### RECORDS FOR THE TASK
begin
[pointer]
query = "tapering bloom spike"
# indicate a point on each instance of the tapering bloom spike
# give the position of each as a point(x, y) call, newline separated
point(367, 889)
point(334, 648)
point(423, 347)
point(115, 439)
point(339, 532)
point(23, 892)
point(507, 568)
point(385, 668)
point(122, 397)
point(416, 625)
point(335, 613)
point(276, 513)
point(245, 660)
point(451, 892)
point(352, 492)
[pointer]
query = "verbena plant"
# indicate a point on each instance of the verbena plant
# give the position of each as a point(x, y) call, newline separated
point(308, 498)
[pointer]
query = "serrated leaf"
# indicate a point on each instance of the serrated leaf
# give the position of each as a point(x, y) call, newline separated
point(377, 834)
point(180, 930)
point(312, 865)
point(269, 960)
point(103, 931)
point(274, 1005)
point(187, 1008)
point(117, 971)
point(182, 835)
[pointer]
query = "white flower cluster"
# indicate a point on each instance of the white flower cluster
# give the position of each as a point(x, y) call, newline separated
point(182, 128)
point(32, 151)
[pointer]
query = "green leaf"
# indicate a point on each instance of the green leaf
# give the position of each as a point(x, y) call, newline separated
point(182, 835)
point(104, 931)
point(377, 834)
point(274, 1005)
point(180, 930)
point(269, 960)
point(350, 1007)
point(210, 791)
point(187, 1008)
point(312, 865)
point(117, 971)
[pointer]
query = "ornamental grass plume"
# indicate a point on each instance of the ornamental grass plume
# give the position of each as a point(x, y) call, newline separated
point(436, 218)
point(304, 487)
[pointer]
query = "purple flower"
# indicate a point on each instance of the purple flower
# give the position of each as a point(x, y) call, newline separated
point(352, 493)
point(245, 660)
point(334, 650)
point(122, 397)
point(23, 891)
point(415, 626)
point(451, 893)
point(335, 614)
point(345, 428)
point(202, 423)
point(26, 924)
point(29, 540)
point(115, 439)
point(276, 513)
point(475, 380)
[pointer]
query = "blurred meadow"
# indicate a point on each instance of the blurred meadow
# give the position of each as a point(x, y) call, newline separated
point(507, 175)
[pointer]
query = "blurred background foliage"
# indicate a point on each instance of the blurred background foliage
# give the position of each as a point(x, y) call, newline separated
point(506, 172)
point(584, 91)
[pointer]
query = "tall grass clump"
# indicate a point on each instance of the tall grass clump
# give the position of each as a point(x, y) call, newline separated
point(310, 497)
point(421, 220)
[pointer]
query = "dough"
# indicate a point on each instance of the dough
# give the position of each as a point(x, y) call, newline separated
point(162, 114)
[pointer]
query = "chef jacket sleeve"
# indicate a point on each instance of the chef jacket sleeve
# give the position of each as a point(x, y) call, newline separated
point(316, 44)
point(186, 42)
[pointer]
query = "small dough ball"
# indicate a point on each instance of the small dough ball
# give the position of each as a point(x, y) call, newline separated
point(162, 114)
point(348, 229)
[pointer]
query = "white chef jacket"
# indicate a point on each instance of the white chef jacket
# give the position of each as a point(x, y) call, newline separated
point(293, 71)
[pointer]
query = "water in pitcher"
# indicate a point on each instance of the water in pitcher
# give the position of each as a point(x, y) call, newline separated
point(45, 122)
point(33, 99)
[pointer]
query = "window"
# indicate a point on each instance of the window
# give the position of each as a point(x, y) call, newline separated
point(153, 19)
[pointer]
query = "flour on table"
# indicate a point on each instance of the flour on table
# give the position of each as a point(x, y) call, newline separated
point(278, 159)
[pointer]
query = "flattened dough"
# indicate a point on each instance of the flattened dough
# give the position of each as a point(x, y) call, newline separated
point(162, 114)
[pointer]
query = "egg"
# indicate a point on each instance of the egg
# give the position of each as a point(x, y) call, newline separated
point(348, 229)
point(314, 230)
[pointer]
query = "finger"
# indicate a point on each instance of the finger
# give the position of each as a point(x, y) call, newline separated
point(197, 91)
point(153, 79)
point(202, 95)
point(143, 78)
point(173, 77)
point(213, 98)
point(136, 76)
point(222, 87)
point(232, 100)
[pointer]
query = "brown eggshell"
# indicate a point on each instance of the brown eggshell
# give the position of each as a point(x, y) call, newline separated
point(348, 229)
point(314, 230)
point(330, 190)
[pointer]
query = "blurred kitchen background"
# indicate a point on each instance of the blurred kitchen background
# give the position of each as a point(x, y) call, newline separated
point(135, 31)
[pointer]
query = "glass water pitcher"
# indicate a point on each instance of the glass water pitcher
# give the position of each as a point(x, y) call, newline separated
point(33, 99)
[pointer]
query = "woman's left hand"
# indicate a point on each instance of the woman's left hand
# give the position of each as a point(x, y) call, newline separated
end
### WRITTEN TASK
Rewrite the records from the beginning up to and including the line with "point(308, 498)", replacing "verbena plant" with "verbena shrub" and leaving everything else as it stands.

### EXERCISE SOLUTION
[pointer]
query = "tapering bloom spike"
# indicate a point on each instance of the tapering bloom spike
# give the position of each as a point(x, y) call, newline separated
point(367, 889)
point(334, 648)
point(423, 347)
point(115, 439)
point(339, 532)
point(23, 892)
point(507, 568)
point(385, 668)
point(122, 397)
point(416, 625)
point(335, 613)
point(276, 513)
point(245, 660)
point(451, 892)
point(352, 492)
[pointer]
query = "verbena shrub"
# indicate a point on each instance of the verbena shrub
# give the position of each as a point(x, y) call, newline separated
point(308, 498)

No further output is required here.